Point-per-instance localization data:
=-=-=-=-=
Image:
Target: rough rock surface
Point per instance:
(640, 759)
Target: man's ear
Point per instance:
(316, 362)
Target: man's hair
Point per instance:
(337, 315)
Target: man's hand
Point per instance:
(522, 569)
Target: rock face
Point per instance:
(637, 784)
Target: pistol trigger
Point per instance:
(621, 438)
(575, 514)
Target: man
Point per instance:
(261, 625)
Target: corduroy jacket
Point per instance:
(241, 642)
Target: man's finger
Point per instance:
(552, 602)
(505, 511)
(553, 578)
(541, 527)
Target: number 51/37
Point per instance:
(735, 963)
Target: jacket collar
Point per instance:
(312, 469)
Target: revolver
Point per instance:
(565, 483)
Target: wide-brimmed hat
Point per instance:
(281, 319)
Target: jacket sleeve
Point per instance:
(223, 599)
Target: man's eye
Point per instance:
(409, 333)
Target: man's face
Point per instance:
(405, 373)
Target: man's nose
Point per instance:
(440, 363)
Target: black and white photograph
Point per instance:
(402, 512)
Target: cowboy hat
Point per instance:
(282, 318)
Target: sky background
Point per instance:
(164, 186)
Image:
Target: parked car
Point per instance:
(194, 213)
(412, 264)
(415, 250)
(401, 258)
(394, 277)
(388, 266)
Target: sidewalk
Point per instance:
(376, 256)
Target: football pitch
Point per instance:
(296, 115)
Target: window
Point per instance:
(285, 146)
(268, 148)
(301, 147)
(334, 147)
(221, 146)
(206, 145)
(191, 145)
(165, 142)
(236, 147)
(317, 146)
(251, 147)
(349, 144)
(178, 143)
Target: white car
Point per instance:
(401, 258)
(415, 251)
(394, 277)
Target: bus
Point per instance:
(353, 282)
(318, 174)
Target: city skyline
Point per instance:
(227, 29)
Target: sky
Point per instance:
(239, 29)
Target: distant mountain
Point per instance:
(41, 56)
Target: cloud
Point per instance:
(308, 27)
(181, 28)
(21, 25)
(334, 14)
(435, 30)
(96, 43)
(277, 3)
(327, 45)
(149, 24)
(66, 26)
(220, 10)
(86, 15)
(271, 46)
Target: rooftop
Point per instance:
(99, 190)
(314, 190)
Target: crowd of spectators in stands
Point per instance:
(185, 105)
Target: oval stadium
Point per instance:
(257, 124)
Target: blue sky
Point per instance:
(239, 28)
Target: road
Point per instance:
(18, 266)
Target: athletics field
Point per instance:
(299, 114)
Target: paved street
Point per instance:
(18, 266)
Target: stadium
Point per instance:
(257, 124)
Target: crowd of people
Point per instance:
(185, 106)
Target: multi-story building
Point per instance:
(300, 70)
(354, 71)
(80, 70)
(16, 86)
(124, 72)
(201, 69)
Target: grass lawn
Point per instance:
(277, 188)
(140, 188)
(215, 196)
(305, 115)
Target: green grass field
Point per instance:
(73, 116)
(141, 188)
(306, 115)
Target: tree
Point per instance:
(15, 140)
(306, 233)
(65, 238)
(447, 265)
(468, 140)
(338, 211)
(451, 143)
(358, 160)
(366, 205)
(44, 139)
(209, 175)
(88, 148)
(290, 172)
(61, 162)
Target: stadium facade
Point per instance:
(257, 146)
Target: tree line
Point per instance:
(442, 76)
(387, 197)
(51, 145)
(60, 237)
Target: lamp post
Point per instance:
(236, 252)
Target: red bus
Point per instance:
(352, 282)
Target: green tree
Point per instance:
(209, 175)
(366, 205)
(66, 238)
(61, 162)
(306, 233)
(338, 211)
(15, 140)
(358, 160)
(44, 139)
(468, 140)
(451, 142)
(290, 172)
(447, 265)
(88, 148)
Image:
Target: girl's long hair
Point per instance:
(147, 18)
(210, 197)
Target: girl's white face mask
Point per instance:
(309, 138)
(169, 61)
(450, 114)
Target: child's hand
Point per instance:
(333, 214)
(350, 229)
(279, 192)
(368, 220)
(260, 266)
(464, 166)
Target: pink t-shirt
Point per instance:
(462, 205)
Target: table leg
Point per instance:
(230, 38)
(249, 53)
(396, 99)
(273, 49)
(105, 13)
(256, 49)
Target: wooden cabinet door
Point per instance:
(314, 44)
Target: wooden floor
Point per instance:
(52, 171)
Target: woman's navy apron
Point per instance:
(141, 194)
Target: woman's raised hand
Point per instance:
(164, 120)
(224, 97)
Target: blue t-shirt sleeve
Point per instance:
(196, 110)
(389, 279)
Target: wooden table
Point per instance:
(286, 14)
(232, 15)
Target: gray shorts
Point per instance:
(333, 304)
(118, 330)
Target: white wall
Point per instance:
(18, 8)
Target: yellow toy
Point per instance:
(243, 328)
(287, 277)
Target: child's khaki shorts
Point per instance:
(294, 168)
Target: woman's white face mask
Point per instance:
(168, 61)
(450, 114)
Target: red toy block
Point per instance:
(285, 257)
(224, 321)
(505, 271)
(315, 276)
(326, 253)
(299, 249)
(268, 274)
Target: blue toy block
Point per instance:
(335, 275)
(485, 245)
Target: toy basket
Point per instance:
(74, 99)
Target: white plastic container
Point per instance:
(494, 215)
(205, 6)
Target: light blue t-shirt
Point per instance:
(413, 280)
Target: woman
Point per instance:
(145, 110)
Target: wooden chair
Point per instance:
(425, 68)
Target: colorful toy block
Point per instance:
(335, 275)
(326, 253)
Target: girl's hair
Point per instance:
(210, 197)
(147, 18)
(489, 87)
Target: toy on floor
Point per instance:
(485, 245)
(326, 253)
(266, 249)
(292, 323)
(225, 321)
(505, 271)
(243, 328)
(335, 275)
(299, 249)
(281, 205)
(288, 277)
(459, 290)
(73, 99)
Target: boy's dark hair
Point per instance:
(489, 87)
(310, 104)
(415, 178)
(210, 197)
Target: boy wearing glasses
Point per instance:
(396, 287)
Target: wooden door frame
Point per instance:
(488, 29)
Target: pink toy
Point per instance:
=-=-=-=-=
Goal of the exercise: To complete the exercise, print all of the entries exactly.

Result of this exercise:
Image:
Target: rough rock surface
Point per instance:
(640, 759)
Target: man's ear
Point per instance:
(316, 362)
Target: man's hair
Point per instance:
(337, 315)
Target: man's hand
Point per instance:
(522, 569)
Target: rock face
Point per instance:
(637, 784)
Target: pistol trigger
Point per instance:
(621, 438)
(575, 514)
Target: man
Point per instance:
(261, 625)
Target: corduroy jacket
Point per instance:
(241, 642)
Target: man's finger
Point per instance:
(552, 602)
(505, 511)
(553, 578)
(541, 527)
Target: number 51/37
Point per instance:
(735, 963)
Target: jacket collar
Point per instance:
(312, 469)
Target: revolver
Point per instance:
(565, 483)
Target: wide-brimmed hat
Point per instance:
(281, 319)
Target: jacket sleeve
Point per instance:
(223, 599)
Target: man's eye
Point per instance:
(409, 333)
Target: man's face
Point per instance:
(405, 373)
Target: man's nose
Point per instance:
(440, 363)
Target: black and white photograph
Point per instance:
(402, 512)
Target: cowboy hat
Point per instance:
(282, 318)
Target: sky background
Point per instance:
(164, 186)
Image:
Target: parked car
Point per instance:
(194, 213)
(412, 264)
(415, 250)
(401, 258)
(394, 277)
(388, 266)
Target: sidewalk
Point per instance:
(376, 256)
Target: football pitch
Point per instance:
(296, 115)
Target: window
Point per instance:
(285, 146)
(268, 148)
(301, 147)
(334, 147)
(221, 146)
(206, 145)
(191, 145)
(165, 142)
(236, 147)
(317, 146)
(251, 147)
(349, 144)
(178, 143)
Target: white car
Point per instance:
(401, 258)
(415, 251)
(394, 277)
Target: bus
Point per instance:
(353, 282)
(318, 174)
Target: city skyline
Point per instance:
(227, 29)
Target: sky
Point per instance:
(239, 29)
Target: distant mountain
Point per instance:
(41, 56)
Target: cloud
Point per instance:
(308, 27)
(181, 28)
(21, 25)
(334, 14)
(435, 30)
(96, 43)
(277, 3)
(327, 45)
(149, 24)
(66, 26)
(220, 10)
(86, 15)
(271, 46)
Target: rooftop
Point per instance:
(99, 190)
(314, 190)
Target: crowd of spectators in stands
Point per instance:
(185, 105)
Target: oval stadium
Point per instance:
(257, 124)
Target: blue sky
Point per instance:
(239, 28)
Target: road
Point per instance:
(18, 266)
Target: athletics field
Point per instance:
(299, 114)
Target: paved street
Point per instance:
(18, 266)
Target: stadium
Point per instance:
(257, 124)
Target: crowd of people
Point per instance:
(185, 106)
Target: multi-story building
Point per instance:
(300, 70)
(354, 71)
(80, 70)
(16, 86)
(124, 72)
(201, 69)
Target: grass lawn
Point per instance:
(277, 188)
(140, 188)
(215, 196)
(305, 115)
Target: green grass field
Point per instance:
(73, 116)
(141, 188)
(306, 115)
Target: tree
Point per instance:
(15, 140)
(306, 233)
(65, 238)
(447, 265)
(468, 140)
(338, 211)
(451, 143)
(358, 160)
(366, 205)
(44, 139)
(209, 175)
(88, 148)
(290, 172)
(61, 162)
Target: stadium facade
Point per instance:
(257, 146)
Target: tree line
Point per instance:
(442, 76)
(387, 197)
(51, 145)
(60, 237)
Target: lamp post
Point per instance:
(236, 252)
Target: red bus
Point per instance:
(352, 282)
Target: green tree
Point per instance:
(209, 175)
(366, 205)
(66, 238)
(61, 162)
(306, 233)
(338, 211)
(15, 140)
(358, 160)
(44, 139)
(468, 140)
(451, 142)
(290, 172)
(447, 265)
(88, 148)
Image:
Target: girl's long hair
Point per instance:
(147, 18)
(210, 197)
Target: girl's white face mask
Point per instance:
(309, 138)
(169, 61)
(450, 114)
Target: child's hand
Point per instance:
(333, 214)
(350, 229)
(279, 192)
(368, 220)
(260, 266)
(464, 166)
Target: pink t-shirt
Point per instance:
(462, 205)
Target: table leg
Point per instance:
(230, 38)
(249, 53)
(396, 99)
(273, 49)
(105, 13)
(256, 49)
Target: wooden cabinet door
Point per instance:
(314, 44)
Target: wooden floor
Point per instance:
(52, 171)
Target: woman's navy apron
Point per instance:
(141, 194)
Target: woman's raised hand
Point per instance:
(164, 120)
(224, 97)
Target: blue t-shirt sleeve
Point per instance:
(196, 110)
(389, 279)
Target: wooden table
Point per instance:
(286, 14)
(232, 15)
Target: gray shorts
Point per instance:
(333, 304)
(118, 330)
Target: white wall
Point per instance:
(18, 8)
Target: yellow toy
Point per instance:
(243, 328)
(287, 277)
Target: child's khaki shorts
Point per instance:
(294, 168)
Target: woman's white face mask
Point per instance:
(168, 61)
(450, 114)
Target: red toy block
Point per instance:
(285, 257)
(224, 321)
(505, 271)
(315, 276)
(326, 253)
(299, 249)
(268, 274)
Target: blue toy block
Point per instance:
(335, 275)
(485, 245)
Target: toy basket
Point per instance:
(74, 99)
Target: white plastic container
Point per instance:
(494, 215)
(205, 6)
Target: light blue t-shirt
Point per instance:
(413, 280)
Target: woman
Point per instance:
(145, 110)
Target: wooden chair
Point per instance:
(425, 68)
Target: colorful toy block
Point per instance:
(335, 275)
(326, 253)
Target: girl's hair
Point per instance:
(210, 197)
(147, 18)
(489, 87)
Target: toy on floor
Point per instance:
(485, 245)
(326, 253)
(266, 249)
(292, 323)
(225, 321)
(505, 271)
(243, 328)
(335, 275)
(299, 249)
(281, 205)
(288, 277)
(459, 290)
(73, 99)
Target: boy's dark hair
Point per instance:
(489, 87)
(310, 104)
(415, 178)
(210, 197)
Target: boy wearing glasses
Point per instance:
(396, 287)
Target: wooden door frame
Point per instance:
(488, 29)
Target: pink toy
Point per instance:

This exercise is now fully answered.